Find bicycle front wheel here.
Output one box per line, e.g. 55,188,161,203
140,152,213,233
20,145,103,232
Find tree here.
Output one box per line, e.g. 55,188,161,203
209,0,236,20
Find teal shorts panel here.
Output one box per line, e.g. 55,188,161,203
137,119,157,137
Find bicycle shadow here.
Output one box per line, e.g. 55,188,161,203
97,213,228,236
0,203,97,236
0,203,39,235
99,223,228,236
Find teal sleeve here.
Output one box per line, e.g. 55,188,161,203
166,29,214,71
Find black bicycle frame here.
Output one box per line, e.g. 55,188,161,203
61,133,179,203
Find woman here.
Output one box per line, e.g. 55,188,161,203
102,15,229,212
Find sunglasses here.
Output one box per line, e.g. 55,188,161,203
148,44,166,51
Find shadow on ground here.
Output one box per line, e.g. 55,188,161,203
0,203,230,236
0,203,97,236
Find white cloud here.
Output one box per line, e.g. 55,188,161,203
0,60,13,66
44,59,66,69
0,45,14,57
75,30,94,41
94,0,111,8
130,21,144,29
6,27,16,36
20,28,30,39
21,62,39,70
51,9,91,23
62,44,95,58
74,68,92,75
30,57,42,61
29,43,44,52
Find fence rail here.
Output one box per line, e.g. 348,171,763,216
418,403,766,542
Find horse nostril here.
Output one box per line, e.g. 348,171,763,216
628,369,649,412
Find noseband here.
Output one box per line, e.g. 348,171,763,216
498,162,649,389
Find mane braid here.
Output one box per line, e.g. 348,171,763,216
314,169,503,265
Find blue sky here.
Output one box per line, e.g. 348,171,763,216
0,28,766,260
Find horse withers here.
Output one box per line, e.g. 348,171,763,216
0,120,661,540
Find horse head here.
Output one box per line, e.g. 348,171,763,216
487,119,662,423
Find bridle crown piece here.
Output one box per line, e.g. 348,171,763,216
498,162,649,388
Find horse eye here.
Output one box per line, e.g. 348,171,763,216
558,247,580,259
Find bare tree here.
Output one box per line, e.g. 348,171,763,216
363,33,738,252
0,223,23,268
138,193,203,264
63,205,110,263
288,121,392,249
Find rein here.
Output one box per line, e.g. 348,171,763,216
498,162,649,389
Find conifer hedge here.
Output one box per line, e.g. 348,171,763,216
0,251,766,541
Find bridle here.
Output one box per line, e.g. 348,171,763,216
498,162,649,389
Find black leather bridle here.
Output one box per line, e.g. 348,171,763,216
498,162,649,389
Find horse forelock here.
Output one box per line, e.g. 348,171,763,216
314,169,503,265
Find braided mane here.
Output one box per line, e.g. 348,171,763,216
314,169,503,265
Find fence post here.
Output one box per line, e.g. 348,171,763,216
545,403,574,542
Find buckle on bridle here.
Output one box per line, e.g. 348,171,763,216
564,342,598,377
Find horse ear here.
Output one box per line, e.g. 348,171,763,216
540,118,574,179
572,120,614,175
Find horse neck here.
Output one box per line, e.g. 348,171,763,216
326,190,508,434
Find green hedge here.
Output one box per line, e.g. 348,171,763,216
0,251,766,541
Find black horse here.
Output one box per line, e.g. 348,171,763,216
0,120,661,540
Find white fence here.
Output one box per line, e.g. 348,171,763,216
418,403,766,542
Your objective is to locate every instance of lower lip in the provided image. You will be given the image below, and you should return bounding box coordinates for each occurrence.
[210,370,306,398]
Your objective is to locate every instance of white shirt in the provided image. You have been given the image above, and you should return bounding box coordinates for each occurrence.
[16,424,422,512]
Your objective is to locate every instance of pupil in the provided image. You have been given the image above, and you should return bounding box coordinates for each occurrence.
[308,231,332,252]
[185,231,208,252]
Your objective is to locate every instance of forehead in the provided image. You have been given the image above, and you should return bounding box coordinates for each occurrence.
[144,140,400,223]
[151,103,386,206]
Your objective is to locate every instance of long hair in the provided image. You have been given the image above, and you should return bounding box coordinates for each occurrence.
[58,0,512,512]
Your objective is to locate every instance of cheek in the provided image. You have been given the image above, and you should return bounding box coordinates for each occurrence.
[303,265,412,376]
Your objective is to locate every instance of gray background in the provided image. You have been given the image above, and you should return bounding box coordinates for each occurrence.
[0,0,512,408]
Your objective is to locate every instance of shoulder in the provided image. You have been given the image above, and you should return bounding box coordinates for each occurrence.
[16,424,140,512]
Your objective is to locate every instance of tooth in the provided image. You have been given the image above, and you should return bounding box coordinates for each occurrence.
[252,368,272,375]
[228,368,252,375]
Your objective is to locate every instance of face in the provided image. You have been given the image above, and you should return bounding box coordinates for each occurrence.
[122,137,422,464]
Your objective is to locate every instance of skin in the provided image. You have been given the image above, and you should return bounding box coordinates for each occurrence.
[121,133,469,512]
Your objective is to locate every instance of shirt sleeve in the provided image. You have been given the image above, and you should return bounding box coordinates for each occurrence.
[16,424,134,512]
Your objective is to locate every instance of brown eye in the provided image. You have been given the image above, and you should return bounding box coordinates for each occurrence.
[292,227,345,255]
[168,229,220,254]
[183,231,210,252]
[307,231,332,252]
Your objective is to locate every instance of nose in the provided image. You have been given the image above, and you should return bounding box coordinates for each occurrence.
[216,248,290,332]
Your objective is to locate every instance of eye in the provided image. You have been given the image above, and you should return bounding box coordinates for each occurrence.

*Aim of the task*
Rewrite all of the records above, switching each "bicycle" to "bike" and keeping every other word and line unchanged.

*Exercise solution*
Find bike front wheel here.
Output one box per line, e.g. 55,188,161,203
140,152,213,233
20,145,103,232
Find tree here.
Output one box per line, e.g. 55,188,161,203
209,0,236,20
Find teal shorts panel here.
Output one box per line, e.g. 55,188,161,203
137,119,157,137
Find bike shadow here.
Output one box per line, e.g. 55,188,161,203
97,213,228,236
0,203,97,236
0,203,39,235
99,223,228,236
Find teal sleeve here.
Output one box per line, e.g. 55,188,161,203
166,29,214,71
Find black bike frame here.
Output one box per line, e.g. 55,188,161,203
61,133,179,203
Find woman here.
Output one box per line, e.g. 55,188,161,203
102,15,229,212
Find sunglasses here.
Output one box per line, e.g. 55,188,161,203
148,44,166,51
Find shadow on ground here.
Output one box per line, e.g. 55,188,161,203
0,203,230,236
0,203,97,236
Find white cloud here.
Output one box per line, e.g. 55,188,161,203
0,60,13,66
44,59,66,69
0,45,14,57
75,30,94,41
94,0,111,8
130,21,144,29
6,27,16,36
20,28,30,39
21,62,39,70
51,9,91,23
62,44,95,58
74,68,92,75
30,57,42,61
29,43,44,52
Find fence rail here.
Output one box per line, e.g. 348,171,763,216
418,403,766,542
Find horse nostril here.
Output one box per line, e.g. 348,171,763,216
628,369,649,412
Find noseband here.
Output one box per line, e.g. 348,171,763,216
498,162,649,389
Find mane braid here.
Output one box per line, e.g. 348,171,763,216
314,169,503,265
Find blue sky here.
Output one box per line, e.g. 348,171,763,216
0,28,766,260
Find horse withers here.
Output one box per line, e.g. 348,171,763,216
0,120,661,540
Find horse head here.
Output one box per line, e.g. 348,171,763,216
487,119,662,423
Find bridle crown piece here.
Output one box per line, e.g. 348,171,763,216
498,162,649,388
Find horse eye here.
Output one box per line, e.g. 348,171,763,216
558,247,580,259
Find bare tree here.
Output one box per line, e.g. 348,171,763,216
363,33,738,252
0,223,23,268
138,193,203,264
63,205,110,263
288,121,392,249
Find rein here.
Output one box per line, e.g. 348,171,763,216
498,162,649,389
Find conifer hedge here.
Output one box per line, e.g. 348,171,763,216
0,251,766,541
Find bridle here.
Output one box per line, e.g. 348,171,763,216
498,162,649,389
Find black leather bridle here.
Output one box per line, e.g. 348,171,763,216
498,162,649,389
Find horse forelock here.
Output one box per line, e.g. 348,171,763,216
314,169,503,265
Find braided mane here.
Output one box per line, e.g. 348,171,763,216
314,169,503,265
Find fence post here.
Output one box per line, e.g. 348,171,763,216
545,403,574,542
Find buckle on bridle here.
Output one box per line, e.g. 348,171,763,216
564,342,598,377
Find horse ear here.
Output one box per line, e.g. 348,171,763,216
540,118,574,179
572,120,614,175
Find horse neck here.
Output one box per line, e.g. 348,171,763,216
326,190,508,434
Find green hedge here.
Output one box per line, e.g. 348,171,763,216
0,251,766,541
Find black horse here.
Output one box per line, e.g. 348,171,763,216
0,120,661,540
Find white fence here.
Output one box per line, e.g. 348,171,763,216
418,403,766,542
Your objective is to locate every instance of lower lip in the provided image. You will be given the image below, and you should return bounding box coordinates for each occurrence.
[210,370,306,398]
Your objective is to locate every instance of white shirt in the provided image. You have been given the image above, and you should return bounding box coordinates for each occurrence.
[16,424,422,512]
Your objective is to locate every instance of pupil in the provided image. You have been given the image above, and you should return bounding box coordinates for each occurrence.
[308,231,332,252]
[185,231,208,252]
Your objective is to locate every instance of forehead in the provided image. You have been given the image above, and you should return bounding box coordinates for each occurrence.
[144,140,400,223]
[151,103,386,206]
Your objective is to locate every instance of long hair in the provided image. You have been given the image above, and you should return bounding box coordinates for each occurrence.
[58,0,512,512]
Your objective is to locate every instance of cheek in the provided image. You have been given the image above, and you should return bounding box coordinates for each occurrence.
[303,265,412,376]
Your objective is to locate every instance of gray background in the provided image. You have been given the image above, and you should return bounding box coordinates for each occurrence.
[0,0,512,408]
Your objective is to locate every instance of shoulder in the provided image. You have been given the image above, and you should return bounding box coordinates for each occurrence.
[16,424,140,512]
Your objective is to locate every instance of tooth in the provided image. You have been given the image above, and you should return bounding box coordinates for each occurrence.
[252,368,272,375]
[228,368,252,375]
Your objective is to locate every instance of face in the provided image. You have been given the image above, and you should return bounding box coordinates for each occurrence.
[122,137,422,464]
Your objective is to locate every instance of skin in the provided image. You have been given the image above, and you should return bounding box coordinates for each occurrence.
[121,133,469,512]
Your objective is to locate every instance of shirt sleeve in the provided image. You have been given the image above, and you should return bounding box coordinates for each occurrence.
[16,424,134,512]
Your objective is to locate every instance of brown eye in the provided image. You have been given the image above, and you should return bounding box coordinates for each occurrence.
[292,227,345,255]
[168,229,220,254]
[183,231,210,252]
[307,231,332,252]
Your objective is to locate every instance of nose in the provided image. You have been given the image above, and you should return bounding box coordinates for each occurrence.
[216,248,290,332]
Your objective is to locate every instance of eye in the provided image. You have been given the image above, and you should return bounding box coordinates for each occurrence.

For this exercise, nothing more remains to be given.